* **Written tasks**:
[A] Answer these questions about the text passage on the official reaction to the soldiers:
(i) According to the IDF statement, what are the commanders of the brigade and the battalion doing?
(ii) What did people once do in the West Bank that the passage says they no longer do?
(iii) In what period does the passage place the lynching of the two Jews by a Palestinian mob?
[B] Continue the text passage on relations between Jews and Arabs, starting after its last sentence.

* **Text passage**:
Is this perhaps a glimpse of the kind of Israel we hope to
see in the future? It is not. The official reaction was swift and disapproving.
“This is
an incident of utmost severity,” the IDF said in a statement. “The soldiers
have been called in for questioning, and the commanders of the brigade and the
battalion are investigating. The soldiers [in question] will be dealt with
appropriately.”
What exactly did those soldiers do wrong? The answer is
obvious: they ignored the lesson that my cousin had taught her children, and
that Israeli mothers teach their children every day: that the Arabs are
dangerous and not to be trusted. The fact that nothing bad happened in this
instance is irrelevant…don’t those soldiers realize what might have happened?
I have to wonder if relations between Jews and Arabs have
ever been worse, on a personal level, than they are right now? There was a
time, not that long ago, when our people wandered the West Bank freely, shopped
in its markets and ate in its restaurants. We don’t do that anymore.
I can’t piece together the whole story but if there was one
incident that marked a watershed in the Jewish-Arab dynamic, it was surely the
lynching, in the early days of the second Intifada, of the two Jews who
wandered into the same Ramallah and were apprehended by a Palestinian mob.

(Location annotation dataset excerpts)

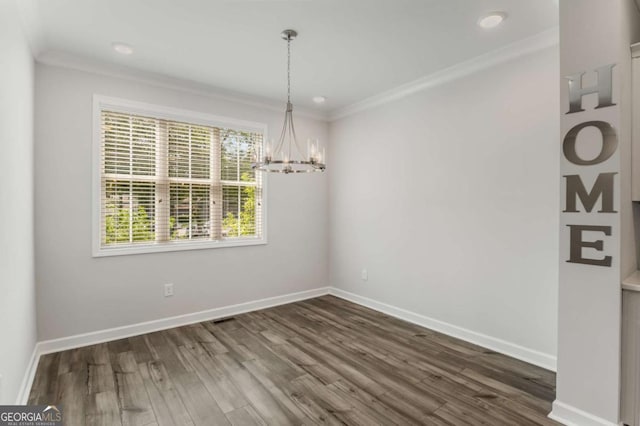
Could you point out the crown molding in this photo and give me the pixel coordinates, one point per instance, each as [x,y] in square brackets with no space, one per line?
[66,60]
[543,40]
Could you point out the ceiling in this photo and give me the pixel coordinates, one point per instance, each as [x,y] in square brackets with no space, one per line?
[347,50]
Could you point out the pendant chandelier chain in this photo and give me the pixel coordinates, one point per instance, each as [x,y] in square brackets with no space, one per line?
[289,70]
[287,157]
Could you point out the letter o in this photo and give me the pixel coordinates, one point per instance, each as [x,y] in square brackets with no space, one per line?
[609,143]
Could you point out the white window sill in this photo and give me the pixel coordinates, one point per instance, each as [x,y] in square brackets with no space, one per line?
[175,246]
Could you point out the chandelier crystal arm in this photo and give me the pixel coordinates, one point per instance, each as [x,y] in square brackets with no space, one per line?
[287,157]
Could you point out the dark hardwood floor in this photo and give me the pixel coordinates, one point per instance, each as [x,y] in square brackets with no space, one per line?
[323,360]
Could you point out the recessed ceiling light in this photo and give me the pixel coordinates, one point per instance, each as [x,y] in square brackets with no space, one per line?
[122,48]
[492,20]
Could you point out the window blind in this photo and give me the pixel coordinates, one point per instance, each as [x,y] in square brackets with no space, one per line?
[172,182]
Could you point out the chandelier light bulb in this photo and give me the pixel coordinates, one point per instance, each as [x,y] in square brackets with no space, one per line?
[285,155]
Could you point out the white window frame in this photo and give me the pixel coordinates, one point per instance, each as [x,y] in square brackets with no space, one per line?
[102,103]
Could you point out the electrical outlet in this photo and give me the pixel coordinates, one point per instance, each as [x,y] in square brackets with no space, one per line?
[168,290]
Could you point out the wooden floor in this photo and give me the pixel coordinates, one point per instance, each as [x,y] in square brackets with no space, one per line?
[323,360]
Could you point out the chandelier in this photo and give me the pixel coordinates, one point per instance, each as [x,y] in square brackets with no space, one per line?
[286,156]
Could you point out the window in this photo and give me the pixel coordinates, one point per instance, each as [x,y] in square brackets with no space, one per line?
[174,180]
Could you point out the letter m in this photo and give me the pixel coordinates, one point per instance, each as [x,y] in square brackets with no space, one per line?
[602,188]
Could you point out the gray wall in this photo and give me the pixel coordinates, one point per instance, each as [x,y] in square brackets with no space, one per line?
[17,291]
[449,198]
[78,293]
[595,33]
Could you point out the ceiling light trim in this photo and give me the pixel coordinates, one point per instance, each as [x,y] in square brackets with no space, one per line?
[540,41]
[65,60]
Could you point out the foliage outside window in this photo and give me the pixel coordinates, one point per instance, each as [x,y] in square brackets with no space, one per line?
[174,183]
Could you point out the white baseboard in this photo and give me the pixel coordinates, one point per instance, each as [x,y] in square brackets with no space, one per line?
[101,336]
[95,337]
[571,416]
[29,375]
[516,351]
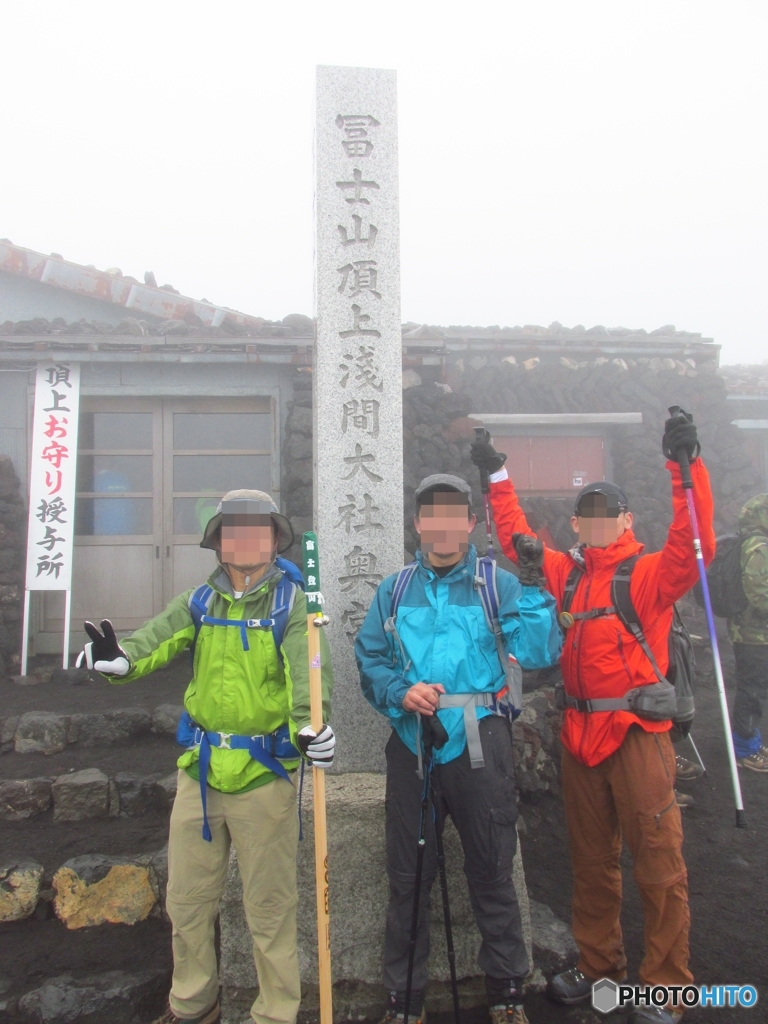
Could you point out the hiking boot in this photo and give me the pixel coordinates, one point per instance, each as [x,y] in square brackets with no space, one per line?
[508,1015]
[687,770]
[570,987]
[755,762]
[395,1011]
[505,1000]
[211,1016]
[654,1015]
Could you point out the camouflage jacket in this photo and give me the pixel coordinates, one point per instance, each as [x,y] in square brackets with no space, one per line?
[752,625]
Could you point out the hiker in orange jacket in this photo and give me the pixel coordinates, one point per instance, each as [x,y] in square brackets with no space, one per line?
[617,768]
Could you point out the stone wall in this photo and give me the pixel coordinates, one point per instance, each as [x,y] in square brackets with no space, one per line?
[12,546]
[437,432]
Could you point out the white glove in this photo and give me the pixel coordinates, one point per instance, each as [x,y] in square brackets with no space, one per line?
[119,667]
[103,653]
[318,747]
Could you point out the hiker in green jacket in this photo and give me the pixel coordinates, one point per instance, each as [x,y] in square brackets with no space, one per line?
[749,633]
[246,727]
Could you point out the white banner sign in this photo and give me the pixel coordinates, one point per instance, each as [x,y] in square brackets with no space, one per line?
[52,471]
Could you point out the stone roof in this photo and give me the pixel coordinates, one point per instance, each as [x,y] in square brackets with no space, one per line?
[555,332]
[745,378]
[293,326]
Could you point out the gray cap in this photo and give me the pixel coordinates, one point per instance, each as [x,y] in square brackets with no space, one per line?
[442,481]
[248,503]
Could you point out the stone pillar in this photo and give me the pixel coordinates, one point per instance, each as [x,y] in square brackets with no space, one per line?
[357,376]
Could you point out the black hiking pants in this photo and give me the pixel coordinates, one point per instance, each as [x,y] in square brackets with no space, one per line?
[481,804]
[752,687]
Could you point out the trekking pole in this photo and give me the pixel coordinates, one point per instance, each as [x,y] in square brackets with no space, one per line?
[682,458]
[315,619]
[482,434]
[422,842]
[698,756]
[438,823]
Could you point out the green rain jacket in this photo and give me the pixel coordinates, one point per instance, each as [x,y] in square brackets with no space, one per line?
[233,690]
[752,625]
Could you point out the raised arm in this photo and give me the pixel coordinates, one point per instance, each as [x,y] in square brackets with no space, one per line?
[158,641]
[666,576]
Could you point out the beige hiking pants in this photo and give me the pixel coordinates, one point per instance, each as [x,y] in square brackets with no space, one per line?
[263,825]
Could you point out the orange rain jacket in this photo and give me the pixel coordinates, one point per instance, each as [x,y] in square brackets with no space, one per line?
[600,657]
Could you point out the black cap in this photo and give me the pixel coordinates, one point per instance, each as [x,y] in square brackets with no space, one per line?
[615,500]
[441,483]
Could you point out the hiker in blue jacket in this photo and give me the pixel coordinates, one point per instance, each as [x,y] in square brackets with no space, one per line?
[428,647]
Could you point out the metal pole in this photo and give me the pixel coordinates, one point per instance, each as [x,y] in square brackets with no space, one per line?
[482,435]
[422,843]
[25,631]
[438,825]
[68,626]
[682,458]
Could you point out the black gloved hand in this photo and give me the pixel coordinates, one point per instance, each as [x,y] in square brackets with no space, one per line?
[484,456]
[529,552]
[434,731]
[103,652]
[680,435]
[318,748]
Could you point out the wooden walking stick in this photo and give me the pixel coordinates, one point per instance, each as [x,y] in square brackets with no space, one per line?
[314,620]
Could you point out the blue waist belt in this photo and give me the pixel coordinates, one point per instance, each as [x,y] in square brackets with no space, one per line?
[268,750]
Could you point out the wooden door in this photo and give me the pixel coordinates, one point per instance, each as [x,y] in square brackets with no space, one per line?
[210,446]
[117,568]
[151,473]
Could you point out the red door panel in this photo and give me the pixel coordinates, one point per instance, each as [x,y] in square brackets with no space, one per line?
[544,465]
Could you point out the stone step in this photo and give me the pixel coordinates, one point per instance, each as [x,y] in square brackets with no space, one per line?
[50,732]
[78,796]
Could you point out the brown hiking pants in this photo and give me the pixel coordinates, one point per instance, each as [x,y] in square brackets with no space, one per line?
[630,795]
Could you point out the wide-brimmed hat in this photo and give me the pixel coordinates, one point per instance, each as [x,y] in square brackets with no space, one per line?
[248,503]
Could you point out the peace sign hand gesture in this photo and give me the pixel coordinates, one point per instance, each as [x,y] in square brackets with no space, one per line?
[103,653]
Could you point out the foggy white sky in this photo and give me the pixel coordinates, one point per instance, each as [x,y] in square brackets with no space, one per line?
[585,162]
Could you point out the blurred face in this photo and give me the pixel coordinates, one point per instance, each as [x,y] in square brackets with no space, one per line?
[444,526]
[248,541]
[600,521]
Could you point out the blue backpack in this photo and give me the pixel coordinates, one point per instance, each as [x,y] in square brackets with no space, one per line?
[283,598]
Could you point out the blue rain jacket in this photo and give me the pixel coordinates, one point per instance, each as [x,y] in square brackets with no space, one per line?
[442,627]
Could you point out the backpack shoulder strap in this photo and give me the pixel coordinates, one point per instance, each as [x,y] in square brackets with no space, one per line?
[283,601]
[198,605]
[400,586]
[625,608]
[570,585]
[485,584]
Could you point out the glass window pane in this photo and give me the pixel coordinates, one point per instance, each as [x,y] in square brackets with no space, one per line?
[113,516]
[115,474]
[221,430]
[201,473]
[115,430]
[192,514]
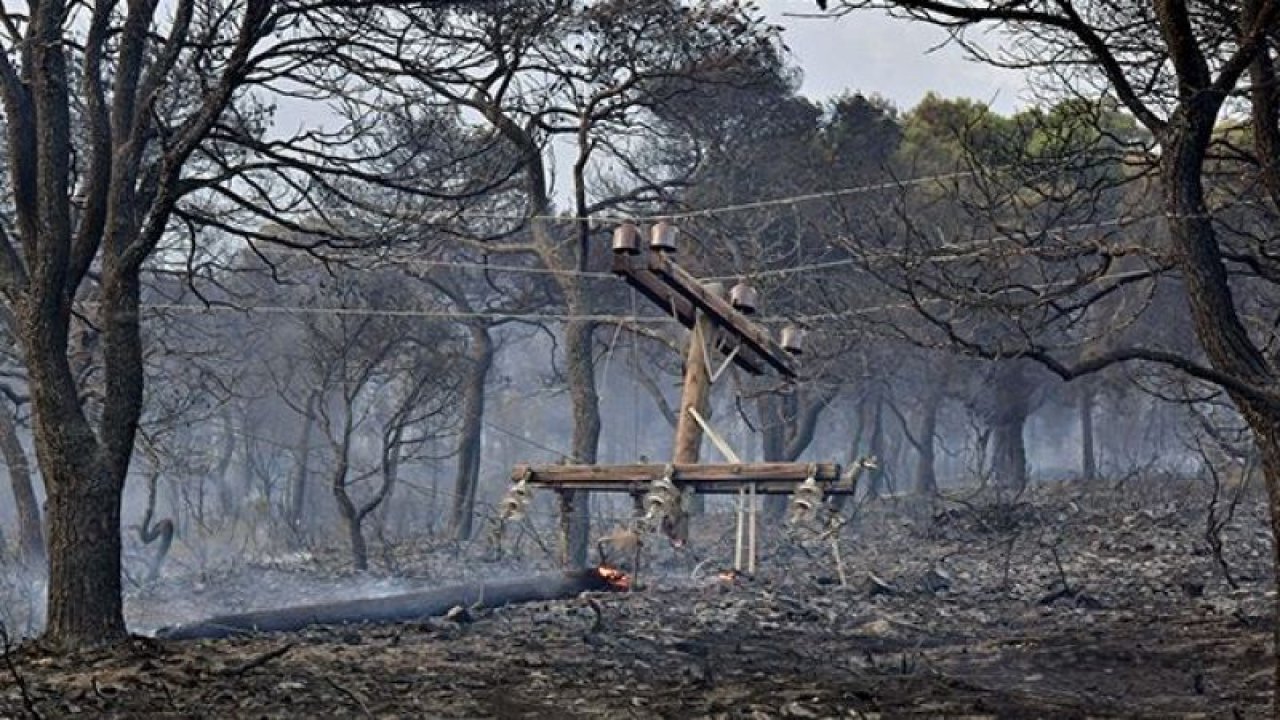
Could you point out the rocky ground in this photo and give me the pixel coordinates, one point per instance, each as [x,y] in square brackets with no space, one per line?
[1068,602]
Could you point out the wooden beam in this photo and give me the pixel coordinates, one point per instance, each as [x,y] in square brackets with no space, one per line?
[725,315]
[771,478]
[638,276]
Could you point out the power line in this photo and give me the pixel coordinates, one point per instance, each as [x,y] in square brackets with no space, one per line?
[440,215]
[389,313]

* **Responses by task**:
[A]
(i) They are investigating.
(ii) They wandered the West Bank freely, shopped in its markets and ate in its restaurants.
(iii) In the early days of the second Intifada.

[B]
Believe it or not, I was as sickened and outraged as anyone by that incident,
and I wholeheartedly approved of our swift and aggressive reaction. But where
are we now?
The problem is that we have crystallized, in the collective
psyche, a permanent image of what happens when Jews fall into the hands of
Arabs: namely, they are torn to pieces. Obviously, any and all protective and
punitive measures are justified to prevent this from happening again. Was the
crime of those soldiers in Ramallah really that they let down their guard,
putting themselves at risk after all the work we have done to eliminate that
same risk as far as possible? Perhaps.
But I’m afraid that the outrage at their behavior has a
different motivation. It’s not the fact that they put themselves at risk than
rankles. It’s the fact that the outcome of their actions shakes the foundations
of the narrative that we have worked so hard to ingrain in our collective
consciousness: that the Arabs are dangerous animals who are not to be trusted.
All our security measures are premised on that axiom; therefore, to question it
is to question the legitimacy of everything we do…the checkpoints, the wall,
the arrests, you name it.
It seems in that in Israel these days, there is nothing more
dangerous than the idea that the Arabs might possibly be human beings, almost
just like us.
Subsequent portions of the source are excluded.